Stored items
:::
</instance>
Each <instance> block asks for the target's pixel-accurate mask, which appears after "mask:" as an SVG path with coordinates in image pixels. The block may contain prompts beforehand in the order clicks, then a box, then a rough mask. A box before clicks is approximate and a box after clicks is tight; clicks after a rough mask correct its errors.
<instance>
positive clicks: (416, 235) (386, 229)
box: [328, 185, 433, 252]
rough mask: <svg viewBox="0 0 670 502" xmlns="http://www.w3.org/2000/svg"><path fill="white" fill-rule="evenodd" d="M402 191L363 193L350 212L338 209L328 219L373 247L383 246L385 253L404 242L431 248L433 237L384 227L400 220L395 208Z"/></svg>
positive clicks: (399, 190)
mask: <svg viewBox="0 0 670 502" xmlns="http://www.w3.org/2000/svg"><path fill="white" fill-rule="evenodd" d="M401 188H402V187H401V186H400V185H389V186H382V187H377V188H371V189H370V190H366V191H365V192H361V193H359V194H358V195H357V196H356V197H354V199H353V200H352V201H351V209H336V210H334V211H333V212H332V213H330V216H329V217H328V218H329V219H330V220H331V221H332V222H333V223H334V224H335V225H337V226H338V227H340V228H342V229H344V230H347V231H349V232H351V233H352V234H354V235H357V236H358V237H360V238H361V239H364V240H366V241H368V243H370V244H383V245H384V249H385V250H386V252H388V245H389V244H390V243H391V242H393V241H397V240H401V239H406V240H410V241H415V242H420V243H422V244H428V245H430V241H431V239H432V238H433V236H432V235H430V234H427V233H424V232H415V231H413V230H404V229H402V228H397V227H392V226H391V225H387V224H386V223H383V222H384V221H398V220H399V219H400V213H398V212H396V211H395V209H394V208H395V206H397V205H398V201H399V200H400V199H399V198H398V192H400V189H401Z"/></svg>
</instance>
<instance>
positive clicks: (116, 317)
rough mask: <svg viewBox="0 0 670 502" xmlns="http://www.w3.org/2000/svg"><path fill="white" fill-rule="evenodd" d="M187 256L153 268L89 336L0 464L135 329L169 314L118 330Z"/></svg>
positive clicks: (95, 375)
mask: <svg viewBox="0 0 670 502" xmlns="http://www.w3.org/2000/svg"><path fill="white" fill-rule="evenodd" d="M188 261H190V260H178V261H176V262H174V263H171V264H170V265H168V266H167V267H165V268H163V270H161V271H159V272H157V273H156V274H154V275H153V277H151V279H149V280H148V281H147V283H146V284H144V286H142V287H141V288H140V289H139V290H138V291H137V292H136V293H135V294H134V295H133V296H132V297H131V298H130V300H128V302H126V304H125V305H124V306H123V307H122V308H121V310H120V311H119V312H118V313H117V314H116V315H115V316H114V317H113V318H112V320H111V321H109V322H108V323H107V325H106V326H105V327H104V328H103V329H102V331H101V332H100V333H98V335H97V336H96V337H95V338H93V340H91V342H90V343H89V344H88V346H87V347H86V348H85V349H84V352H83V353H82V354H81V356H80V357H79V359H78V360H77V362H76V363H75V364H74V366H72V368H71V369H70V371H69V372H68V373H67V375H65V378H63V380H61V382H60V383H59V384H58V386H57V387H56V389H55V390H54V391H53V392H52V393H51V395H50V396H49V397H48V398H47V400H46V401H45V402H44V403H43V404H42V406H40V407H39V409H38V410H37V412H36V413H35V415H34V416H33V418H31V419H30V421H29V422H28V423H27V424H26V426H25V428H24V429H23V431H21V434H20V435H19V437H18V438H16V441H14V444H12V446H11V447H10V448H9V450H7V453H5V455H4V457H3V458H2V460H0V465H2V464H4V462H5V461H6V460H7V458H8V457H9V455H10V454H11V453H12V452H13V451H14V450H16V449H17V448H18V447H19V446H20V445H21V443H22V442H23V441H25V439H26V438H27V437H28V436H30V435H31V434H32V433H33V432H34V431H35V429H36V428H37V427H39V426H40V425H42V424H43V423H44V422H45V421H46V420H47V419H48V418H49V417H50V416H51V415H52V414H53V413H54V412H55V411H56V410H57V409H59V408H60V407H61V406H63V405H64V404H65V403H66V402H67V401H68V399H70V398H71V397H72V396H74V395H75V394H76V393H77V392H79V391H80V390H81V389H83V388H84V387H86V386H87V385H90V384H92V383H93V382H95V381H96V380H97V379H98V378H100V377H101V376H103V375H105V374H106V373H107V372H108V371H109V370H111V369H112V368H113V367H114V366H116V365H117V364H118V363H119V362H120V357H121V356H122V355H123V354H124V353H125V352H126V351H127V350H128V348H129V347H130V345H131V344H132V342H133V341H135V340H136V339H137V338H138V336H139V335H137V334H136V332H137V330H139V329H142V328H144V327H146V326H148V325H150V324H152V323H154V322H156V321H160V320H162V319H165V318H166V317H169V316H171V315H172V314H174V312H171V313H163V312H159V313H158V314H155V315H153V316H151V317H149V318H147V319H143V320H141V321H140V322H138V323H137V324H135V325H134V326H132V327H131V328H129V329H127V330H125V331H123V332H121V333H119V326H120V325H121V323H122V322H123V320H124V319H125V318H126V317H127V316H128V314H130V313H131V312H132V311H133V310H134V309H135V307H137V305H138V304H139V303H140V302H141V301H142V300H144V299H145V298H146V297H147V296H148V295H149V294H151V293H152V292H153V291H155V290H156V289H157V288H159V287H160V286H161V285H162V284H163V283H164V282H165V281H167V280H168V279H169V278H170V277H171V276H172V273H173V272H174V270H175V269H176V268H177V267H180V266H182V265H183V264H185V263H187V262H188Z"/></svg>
:::
» EXERCISE PROMPT: When you answer, repeat each entry exactly as it appears above.

» THE ANSWER:
</instance>
Each <instance> block asks for the target's pixel-accurate mask, which appears after "mask:" as an SVG path with coordinates in image pixels. The block may contain prompts beforehand in the order clicks, then a box, then a rough mask. A box before clicks is approximate and a box after clicks is tight; clicks after a rough mask correct its errors.
<instance>
positive clicks: (416, 235) (386, 229)
box: [328, 185, 433, 252]
rough mask: <svg viewBox="0 0 670 502" xmlns="http://www.w3.org/2000/svg"><path fill="white" fill-rule="evenodd" d="M402 191L363 193L350 212L338 209L328 219L373 247L383 246L385 253L404 242L431 248L433 237L384 227L400 220L395 208Z"/></svg>
positive clicks: (399, 190)
mask: <svg viewBox="0 0 670 502" xmlns="http://www.w3.org/2000/svg"><path fill="white" fill-rule="evenodd" d="M401 188H402V187H401V186H400V185H389V186H382V187H377V188H371V189H370V190H366V191H365V192H361V193H359V194H358V195H357V196H356V197H354V199H353V200H352V201H351V209H336V210H334V211H333V212H332V213H330V216H329V217H328V218H329V219H330V220H331V221H332V222H333V223H334V224H335V225H337V226H338V227H340V228H342V229H344V230H347V231H349V232H351V233H352V234H354V235H357V236H358V237H360V238H361V239H364V240H366V241H368V243H370V244H383V245H384V249H385V250H386V252H388V245H389V244H390V243H391V242H393V241H397V240H401V239H406V240H410V241H415V242H420V243H422V244H428V245H430V241H431V239H432V238H433V236H432V235H430V234H427V233H424V232H415V231H413V230H404V229H402V228H397V227H392V226H391V225H387V224H386V223H383V222H384V221H398V220H399V219H400V213H398V212H396V211H395V209H394V208H395V206H397V205H398V201H399V200H400V199H399V198H398V192H400V189H401Z"/></svg>
</instance>
<instance>
positive clicks: (116, 317)
rough mask: <svg viewBox="0 0 670 502" xmlns="http://www.w3.org/2000/svg"><path fill="white" fill-rule="evenodd" d="M187 256L153 268L89 336L0 464L135 329L169 314L118 330Z"/></svg>
positive clicks: (95, 375)
mask: <svg viewBox="0 0 670 502" xmlns="http://www.w3.org/2000/svg"><path fill="white" fill-rule="evenodd" d="M188 261H190V260H178V261H176V262H174V263H171V264H170V265H168V266H167V267H165V268H163V270H161V271H159V272H157V273H156V274H154V275H153V277H151V279H149V280H148V281H147V283H146V284H144V286H142V287H141V288H140V289H139V290H138V291H137V292H136V293H135V294H134V295H133V296H132V297H131V298H130V300H128V302H126V304H125V305H124V306H123V307H122V308H121V310H120V311H119V312H118V313H117V314H116V315H115V316H114V317H113V318H112V320H111V321H109V322H108V323H107V325H106V326H105V327H104V328H103V329H102V331H101V332H100V333H98V335H97V336H96V337H95V338H93V340H91V342H90V343H89V344H88V346H87V347H86V348H85V349H84V352H83V353H82V354H81V356H80V357H79V359H78V360H77V362H76V363H75V364H74V366H72V368H71V369H70V371H69V372H68V373H67V375H65V378H63V380H61V382H60V383H59V384H58V386H57V387H56V389H55V390H54V391H53V392H52V393H51V395H50V396H49V397H48V398H47V400H46V401H45V402H44V403H43V404H42V406H40V407H39V409H38V410H37V412H36V413H35V415H34V416H33V418H31V419H30V421H29V422H28V423H27V424H26V426H25V428H24V429H23V431H21V434H20V435H19V437H18V438H16V441H14V444H12V446H11V447H10V448H9V450H7V453H5V455H4V457H3V458H2V460H0V465H2V464H4V462H5V461H6V460H7V458H8V457H9V455H10V454H11V453H12V452H13V451H14V450H16V449H17V448H18V447H19V446H20V445H21V443H22V442H23V441H25V439H26V438H27V437H28V436H30V435H31V434H32V433H33V432H34V431H35V429H36V428H37V427H39V426H40V425H42V424H43V423H44V422H45V421H46V420H47V419H48V418H49V417H50V416H51V415H52V414H53V413H54V412H55V411H56V410H57V409H59V408H60V407H61V406H63V405H64V404H65V403H66V402H67V401H68V399H70V398H71V397H72V396H74V395H75V394H76V393H77V392H79V391H80V390H81V389H83V388H84V387H86V386H87V385H90V384H92V383H93V382H95V381H96V380H97V379H98V378H100V377H101V376H103V375H105V374H106V373H107V372H108V371H109V370H111V369H112V368H113V367H114V366H116V365H117V364H118V363H119V362H120V357H121V356H122V355H123V354H124V353H125V352H126V351H127V350H128V348H129V347H130V345H131V344H132V342H133V341H135V340H136V339H137V338H138V336H139V335H137V334H136V332H137V330H139V329H142V328H144V327H146V326H148V325H150V324H152V323H154V322H156V321H160V320H162V319H165V318H166V317H169V316H171V315H172V314H174V312H171V313H163V312H159V313H158V314H155V315H153V316H151V317H149V318H147V319H143V320H141V321H140V322H138V323H137V324H135V325H134V326H132V327H131V328H129V329H127V330H125V331H123V332H121V333H119V326H120V325H121V323H122V322H123V320H124V319H125V318H126V317H127V316H128V314H130V313H131V312H132V311H133V310H134V309H135V307H137V305H138V304H139V303H140V302H141V301H142V300H144V299H145V298H146V297H147V296H148V295H149V294H151V293H152V292H153V291H155V290H156V289H157V288H159V287H160V286H161V285H162V284H163V283H164V282H165V281H167V280H168V279H169V278H170V277H171V276H172V273H173V272H174V270H175V269H176V268H177V267H180V266H182V265H183V264H185V263H187V262H188Z"/></svg>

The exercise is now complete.